Your objective:
The records that follow are to be reproduced verbatim.

Data to examine:
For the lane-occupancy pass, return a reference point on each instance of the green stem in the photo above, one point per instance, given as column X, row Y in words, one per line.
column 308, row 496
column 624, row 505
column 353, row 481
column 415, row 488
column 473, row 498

Answer section:
For the lane-occupancy pass, return a reference point on each instance of the green stem in the photo above, one point per instance, given as column X, row Y in words, one per line.
column 308, row 496
column 624, row 505
column 353, row 481
column 415, row 488
column 473, row 498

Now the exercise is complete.